Things to do:
(a) Please answer these questions from the piece on Landman below, each on its own line:
(i) On which service does the show air?
(ii) Who plays Tommy Norris?
(iii) Where is the story set?
(b) Decide whether each statement below agrees with the piece on Landman, and quote the words that settle it.
(i) The story of Landman takes place in cattle country.
(ii) The writer watches the show together with Vicki.
(iii) In the show, the coffee comes with cream.

Extract provided:
Although the nation’s cultural Cold Wars rage on unabated, I noticed a brief and pleasant January thaw on television recently. The unlikely source? Taylor Sheridan’s show on Paramount+ called “Landman.”
Sheridan is famous for shows about rugged individualists carving out heroic (and often antiestablishment) lives in either cattle country (“Yellowstone”) or on the many venues faced by the American military (“Lioness”). Some have dubbed it red-state TV.
True to that alleged form, “Landman” tells the story of oil executive/worker Tommy Norris (Billy Bob Thornton) trying to make things work on the job and in the home. The tale is set in the rough-and-tumble Permian Basin fields of southwestern Texas.
In “Landman,” the coffee is always black, the beer abundant, the men gruff, and the women beautiful (and often scantily clad). My wife, Vicki, and I watch it, often as a guilty pleasure.

Data below:
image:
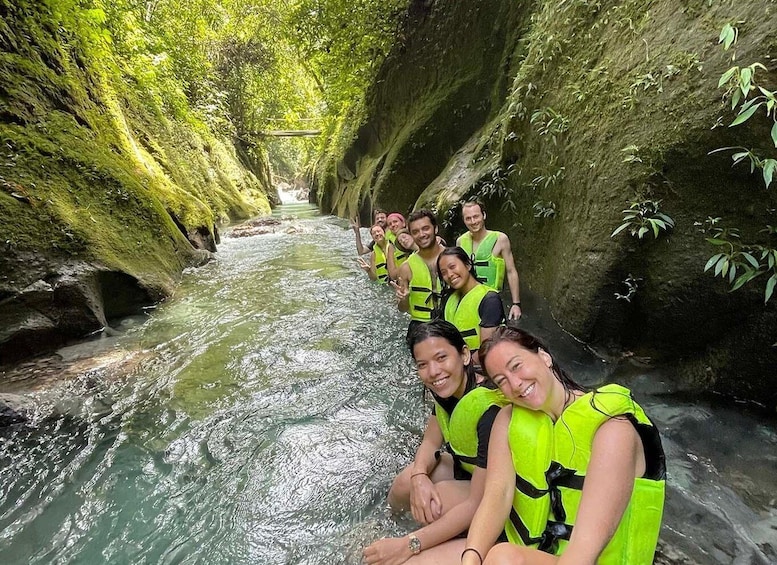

Answers to the exercises:
(a)
(i) Paramount+
(ii) Billy Bob Thornton
(iii) The Permian Basin fields of southwestern Texas

(b)
(i) No: "The tale is set in the rough-and-tumble Permian Basin fields of southwestern Texas."
(ii) Yes: "My wife, Vicki, and I watch it"
(iii) No: "the coffee is always black"